*WORK REQUIRED*:
Copy out the lines from the one containing "Specifically, locate tree" through the one containing "left=484, top=250, right=496, bottom=279", keeping every character the same. Include both of those lines.

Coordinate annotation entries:
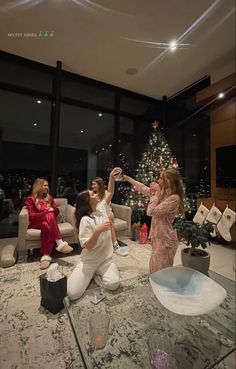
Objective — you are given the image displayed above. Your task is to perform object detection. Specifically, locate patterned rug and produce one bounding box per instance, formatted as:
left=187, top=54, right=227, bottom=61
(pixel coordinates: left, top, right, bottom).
left=0, top=240, right=235, bottom=369
left=0, top=240, right=150, bottom=369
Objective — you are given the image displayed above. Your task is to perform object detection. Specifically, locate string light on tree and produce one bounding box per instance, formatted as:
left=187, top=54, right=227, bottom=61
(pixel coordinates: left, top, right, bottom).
left=121, top=121, right=189, bottom=222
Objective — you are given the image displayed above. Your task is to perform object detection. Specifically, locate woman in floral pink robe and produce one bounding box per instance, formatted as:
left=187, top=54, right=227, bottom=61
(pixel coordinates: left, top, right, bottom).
left=124, top=168, right=184, bottom=273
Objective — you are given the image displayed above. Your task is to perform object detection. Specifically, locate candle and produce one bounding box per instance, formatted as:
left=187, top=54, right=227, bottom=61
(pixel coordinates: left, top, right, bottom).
left=92, top=334, right=107, bottom=349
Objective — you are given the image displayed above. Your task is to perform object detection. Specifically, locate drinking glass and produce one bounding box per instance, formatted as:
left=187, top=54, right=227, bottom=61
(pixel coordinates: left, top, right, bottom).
left=148, top=333, right=173, bottom=369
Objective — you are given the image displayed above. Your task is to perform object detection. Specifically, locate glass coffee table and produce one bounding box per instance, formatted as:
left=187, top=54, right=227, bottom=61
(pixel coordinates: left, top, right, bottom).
left=64, top=271, right=235, bottom=369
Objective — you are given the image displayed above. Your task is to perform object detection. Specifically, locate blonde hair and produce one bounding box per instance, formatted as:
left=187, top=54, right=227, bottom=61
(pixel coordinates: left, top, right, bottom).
left=92, top=177, right=106, bottom=201
left=161, top=168, right=184, bottom=214
left=32, top=178, right=51, bottom=205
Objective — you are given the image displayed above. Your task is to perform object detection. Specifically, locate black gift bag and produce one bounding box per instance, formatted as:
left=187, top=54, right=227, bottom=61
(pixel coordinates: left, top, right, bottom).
left=40, top=273, right=67, bottom=314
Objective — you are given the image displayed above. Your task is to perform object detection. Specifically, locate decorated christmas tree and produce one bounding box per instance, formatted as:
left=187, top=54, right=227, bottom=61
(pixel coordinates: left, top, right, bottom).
left=122, top=121, right=181, bottom=222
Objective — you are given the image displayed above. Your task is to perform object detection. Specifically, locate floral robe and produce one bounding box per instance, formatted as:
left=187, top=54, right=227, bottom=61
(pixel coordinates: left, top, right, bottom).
left=135, top=185, right=180, bottom=273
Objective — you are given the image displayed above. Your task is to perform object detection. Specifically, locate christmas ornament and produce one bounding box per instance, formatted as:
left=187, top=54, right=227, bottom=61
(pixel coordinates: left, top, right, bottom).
left=193, top=204, right=209, bottom=224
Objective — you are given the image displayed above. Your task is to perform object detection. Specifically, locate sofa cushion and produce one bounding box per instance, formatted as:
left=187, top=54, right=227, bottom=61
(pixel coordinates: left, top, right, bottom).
left=26, top=222, right=75, bottom=241
left=114, top=218, right=128, bottom=232
left=55, top=198, right=68, bottom=223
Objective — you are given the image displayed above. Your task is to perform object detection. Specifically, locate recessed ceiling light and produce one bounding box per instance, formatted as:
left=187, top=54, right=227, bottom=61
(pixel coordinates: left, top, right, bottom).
left=169, top=41, right=177, bottom=51
left=217, top=92, right=225, bottom=99
left=126, top=68, right=138, bottom=76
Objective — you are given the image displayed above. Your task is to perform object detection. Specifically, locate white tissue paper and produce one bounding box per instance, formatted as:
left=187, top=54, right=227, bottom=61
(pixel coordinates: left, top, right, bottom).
left=46, top=263, right=64, bottom=282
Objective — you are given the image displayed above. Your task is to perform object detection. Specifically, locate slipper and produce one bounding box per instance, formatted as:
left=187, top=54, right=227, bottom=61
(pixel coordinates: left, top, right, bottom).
left=114, top=246, right=129, bottom=256
left=56, top=241, right=74, bottom=254
left=40, top=255, right=52, bottom=269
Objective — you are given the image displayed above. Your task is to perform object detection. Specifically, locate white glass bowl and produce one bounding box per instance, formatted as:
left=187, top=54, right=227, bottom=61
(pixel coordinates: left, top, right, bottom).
left=149, top=266, right=226, bottom=315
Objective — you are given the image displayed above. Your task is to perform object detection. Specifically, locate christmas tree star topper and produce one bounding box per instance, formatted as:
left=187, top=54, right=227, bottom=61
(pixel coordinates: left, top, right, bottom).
left=152, top=120, right=159, bottom=128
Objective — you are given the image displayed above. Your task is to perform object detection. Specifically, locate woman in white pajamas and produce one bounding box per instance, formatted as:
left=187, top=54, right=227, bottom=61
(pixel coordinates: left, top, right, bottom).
left=67, top=168, right=122, bottom=298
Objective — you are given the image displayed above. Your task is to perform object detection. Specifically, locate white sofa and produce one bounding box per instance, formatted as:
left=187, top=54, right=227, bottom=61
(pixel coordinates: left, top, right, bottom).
left=17, top=198, right=131, bottom=251
left=17, top=198, right=78, bottom=251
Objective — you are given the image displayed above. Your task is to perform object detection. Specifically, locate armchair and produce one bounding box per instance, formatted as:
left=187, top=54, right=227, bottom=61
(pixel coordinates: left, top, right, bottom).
left=17, top=198, right=78, bottom=251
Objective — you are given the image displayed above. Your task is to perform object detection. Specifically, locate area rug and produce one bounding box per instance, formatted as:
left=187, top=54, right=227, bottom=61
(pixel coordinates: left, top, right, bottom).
left=0, top=240, right=234, bottom=369
left=0, top=240, right=151, bottom=369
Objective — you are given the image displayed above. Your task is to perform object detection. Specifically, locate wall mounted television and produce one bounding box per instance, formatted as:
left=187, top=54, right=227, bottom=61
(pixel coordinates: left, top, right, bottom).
left=216, top=145, right=236, bottom=188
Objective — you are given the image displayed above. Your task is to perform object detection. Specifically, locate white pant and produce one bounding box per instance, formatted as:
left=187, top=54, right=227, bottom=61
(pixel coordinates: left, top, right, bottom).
left=67, top=259, right=120, bottom=298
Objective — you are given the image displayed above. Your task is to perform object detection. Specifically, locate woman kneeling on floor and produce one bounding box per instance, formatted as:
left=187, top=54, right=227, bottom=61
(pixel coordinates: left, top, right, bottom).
left=25, top=178, right=73, bottom=269
left=67, top=168, right=122, bottom=298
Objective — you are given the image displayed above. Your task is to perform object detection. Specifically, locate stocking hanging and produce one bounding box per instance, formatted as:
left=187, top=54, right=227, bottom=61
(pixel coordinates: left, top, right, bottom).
left=193, top=204, right=209, bottom=224
left=205, top=205, right=222, bottom=237
left=216, top=207, right=236, bottom=242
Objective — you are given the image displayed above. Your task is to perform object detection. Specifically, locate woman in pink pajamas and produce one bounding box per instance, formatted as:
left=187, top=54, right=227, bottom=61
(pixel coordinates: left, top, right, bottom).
left=25, top=178, right=73, bottom=269
left=124, top=168, right=184, bottom=273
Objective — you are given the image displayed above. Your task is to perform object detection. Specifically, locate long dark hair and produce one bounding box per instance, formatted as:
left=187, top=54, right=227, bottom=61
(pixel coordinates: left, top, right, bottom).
left=92, top=177, right=106, bottom=201
left=75, top=190, right=93, bottom=228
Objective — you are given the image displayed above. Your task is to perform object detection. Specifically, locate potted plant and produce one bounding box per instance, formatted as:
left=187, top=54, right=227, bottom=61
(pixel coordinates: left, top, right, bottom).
left=174, top=218, right=214, bottom=275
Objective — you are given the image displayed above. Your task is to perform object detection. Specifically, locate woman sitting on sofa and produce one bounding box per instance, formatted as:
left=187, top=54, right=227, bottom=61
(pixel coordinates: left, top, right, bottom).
left=67, top=168, right=121, bottom=298
left=92, top=177, right=128, bottom=256
left=25, top=178, right=73, bottom=269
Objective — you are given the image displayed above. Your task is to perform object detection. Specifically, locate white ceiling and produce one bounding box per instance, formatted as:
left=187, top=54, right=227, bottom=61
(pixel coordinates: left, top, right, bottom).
left=0, top=0, right=235, bottom=99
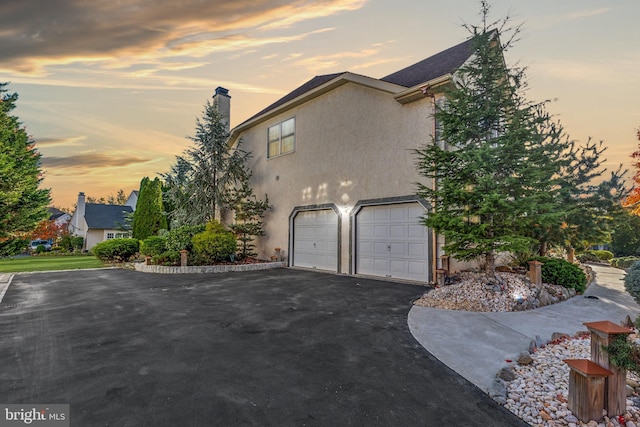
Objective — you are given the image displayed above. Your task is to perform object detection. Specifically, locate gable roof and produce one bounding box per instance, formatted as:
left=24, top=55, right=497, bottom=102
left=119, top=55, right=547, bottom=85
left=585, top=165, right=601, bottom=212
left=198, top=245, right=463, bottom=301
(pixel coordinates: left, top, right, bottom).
left=84, top=203, right=133, bottom=229
left=47, top=207, right=71, bottom=221
left=230, top=39, right=473, bottom=139
left=380, top=38, right=473, bottom=87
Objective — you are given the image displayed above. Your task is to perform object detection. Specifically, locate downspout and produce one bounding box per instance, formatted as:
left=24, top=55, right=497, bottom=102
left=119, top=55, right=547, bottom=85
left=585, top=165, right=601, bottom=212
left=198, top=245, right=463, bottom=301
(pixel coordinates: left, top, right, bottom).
left=420, top=84, right=438, bottom=283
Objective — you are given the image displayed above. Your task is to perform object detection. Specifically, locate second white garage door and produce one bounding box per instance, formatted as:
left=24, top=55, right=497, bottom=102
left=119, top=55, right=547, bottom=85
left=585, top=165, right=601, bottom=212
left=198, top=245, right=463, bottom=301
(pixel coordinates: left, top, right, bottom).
left=356, top=203, right=429, bottom=282
left=293, top=209, right=338, bottom=271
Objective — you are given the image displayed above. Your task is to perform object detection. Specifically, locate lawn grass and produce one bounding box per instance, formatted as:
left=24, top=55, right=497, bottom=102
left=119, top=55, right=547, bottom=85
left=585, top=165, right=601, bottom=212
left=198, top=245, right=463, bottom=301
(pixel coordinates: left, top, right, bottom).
left=0, top=255, right=105, bottom=273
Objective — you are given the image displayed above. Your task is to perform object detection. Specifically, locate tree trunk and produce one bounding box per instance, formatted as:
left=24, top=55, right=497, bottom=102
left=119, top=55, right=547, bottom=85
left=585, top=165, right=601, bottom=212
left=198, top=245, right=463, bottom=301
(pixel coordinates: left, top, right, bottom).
left=484, top=250, right=496, bottom=279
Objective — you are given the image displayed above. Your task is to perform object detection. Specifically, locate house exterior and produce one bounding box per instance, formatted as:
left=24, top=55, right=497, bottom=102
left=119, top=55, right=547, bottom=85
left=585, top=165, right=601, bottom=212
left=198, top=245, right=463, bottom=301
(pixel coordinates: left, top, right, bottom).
left=69, top=192, right=137, bottom=251
left=225, top=37, right=472, bottom=282
left=47, top=207, right=71, bottom=227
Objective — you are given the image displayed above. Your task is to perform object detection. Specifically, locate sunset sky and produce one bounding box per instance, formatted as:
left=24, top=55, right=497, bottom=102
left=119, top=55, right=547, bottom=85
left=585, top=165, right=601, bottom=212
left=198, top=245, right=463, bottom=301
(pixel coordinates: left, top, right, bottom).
left=0, top=0, right=640, bottom=208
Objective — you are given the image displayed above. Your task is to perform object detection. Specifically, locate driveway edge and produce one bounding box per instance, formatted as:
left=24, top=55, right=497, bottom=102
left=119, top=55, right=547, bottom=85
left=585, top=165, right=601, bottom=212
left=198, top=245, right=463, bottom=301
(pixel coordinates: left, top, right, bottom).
left=135, top=262, right=286, bottom=274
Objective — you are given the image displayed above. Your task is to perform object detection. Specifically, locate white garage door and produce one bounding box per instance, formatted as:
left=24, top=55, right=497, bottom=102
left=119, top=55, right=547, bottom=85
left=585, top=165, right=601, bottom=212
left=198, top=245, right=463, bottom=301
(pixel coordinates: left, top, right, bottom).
left=293, top=209, right=338, bottom=271
left=356, top=203, right=429, bottom=282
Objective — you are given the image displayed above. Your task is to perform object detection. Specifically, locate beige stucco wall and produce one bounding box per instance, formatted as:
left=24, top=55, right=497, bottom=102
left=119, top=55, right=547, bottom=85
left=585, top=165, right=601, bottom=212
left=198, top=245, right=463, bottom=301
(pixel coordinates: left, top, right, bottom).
left=235, top=83, right=433, bottom=273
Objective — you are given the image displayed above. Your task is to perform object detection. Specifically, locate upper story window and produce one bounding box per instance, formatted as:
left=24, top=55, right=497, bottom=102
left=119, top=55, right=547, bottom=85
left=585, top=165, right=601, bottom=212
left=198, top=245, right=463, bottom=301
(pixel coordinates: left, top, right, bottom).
left=268, top=117, right=296, bottom=158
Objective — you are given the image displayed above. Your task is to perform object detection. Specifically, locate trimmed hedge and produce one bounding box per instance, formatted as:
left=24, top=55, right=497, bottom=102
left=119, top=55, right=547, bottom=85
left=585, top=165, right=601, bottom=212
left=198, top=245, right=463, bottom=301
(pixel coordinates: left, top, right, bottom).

*FINISHED EXERCISE*:
Objective — you are given the image displayed above. Your task is to perform object detection. Specifically, locate tree trunk and produce one bounding box per instance, formatted as:
left=24, top=55, right=497, bottom=102
left=119, top=55, right=547, bottom=85
left=585, top=165, right=601, bottom=212
left=198, top=245, right=463, bottom=301
(pixel coordinates: left, top, right, bottom).
left=484, top=250, right=496, bottom=279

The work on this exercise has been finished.